§ **Your task**
In the EQT article, copy the part starting at "Shale Gas Giant" and ending at "4% on Tuesday.", replacing "nerve-wracking" with "stressful".

Shale Gas Giant EQT, Run By Rice Brothers, Cuts Reserves 20% Amid Glut

America’s shale frackers are producing a record amount of natural gas—more than 100 billion cubic feet per day. Gas is so plentiful that in the oilfields of west Texas producers will pay pipeline companies to take it off their hands, while on average the market price of gas has sunk to $2.25 per million British thermal units. 

This makes for a nerve-wracking time for Toby Rice, the 37-year-old CEO of EQT Corp., the nation’s biggest gas producer. Shares in Pittsburgh-based EQT fell 5% Monday after Moody’s downgraded $5 billion of EQT debt to junk status and the company announced a $1.8 billion charge and 20% reduction in its reserve valuations. Shares recovered 4% on Tuesday.

Rice assumed the helm of EQT (formerly known as Equitable) last July after he and his brothers teamed up with activist hedge funds D.E. Shaw and Elliott Management to fight a proxy battle against EQT’s former management, culminating in the ouster of CEO Bob McNally.

[Region pointing data]
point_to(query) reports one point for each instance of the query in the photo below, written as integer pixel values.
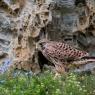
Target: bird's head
(41, 44)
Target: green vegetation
(46, 84)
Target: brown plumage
(62, 54)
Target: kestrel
(62, 54)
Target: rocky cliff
(24, 22)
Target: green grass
(46, 84)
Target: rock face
(24, 22)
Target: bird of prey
(62, 54)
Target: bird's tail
(84, 60)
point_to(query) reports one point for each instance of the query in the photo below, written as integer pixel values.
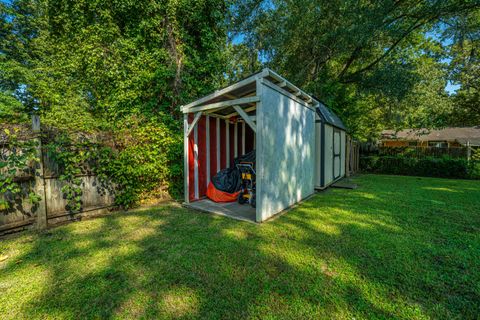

§ **Exercise result**
Shale Gas Giant EQT, Run By Rice Brothers, Cuts Reserves 20% Amid Glut

America’s shale frackers are producing a record amount of natural gas—more than 100 billion cubic feet per day. Gas is so plentiful that in the oilfields of west Texas producers will pay pipeline companies to take it off their hands, while on average the market price of gas has sunk to $2.25 per million British thermal units. 

This makes for a stressful time for Toby Rice, the 37-year-old CEO of EQT Corp., the nation’s biggest gas producer. Shares in Pittsburgh-based EQT fell 5% Monday after Moody’s downgraded $5 billion of EQT debt to junk status and the company announced a $1.8 billion charge and 20% reduction in its reserve valuations. Shares recovered 4% on Tuesday.